>> BEGIN PROVIDED DATA

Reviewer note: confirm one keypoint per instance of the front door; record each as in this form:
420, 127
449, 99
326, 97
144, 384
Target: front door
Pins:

>> END PROVIDED DATA

WRITTEN REQUEST: Lay out the lines above as a JSON list of strings, one string per line, leaving out any blank lines.

FINISHED ANSWER:
[
  "Reviewer note: confirm one keypoint per instance of the front door; record each as in this form:",
  "420, 127",
  "449, 99",
  "326, 97",
  "144, 384",
  "Target: front door",
  "Pins:"
]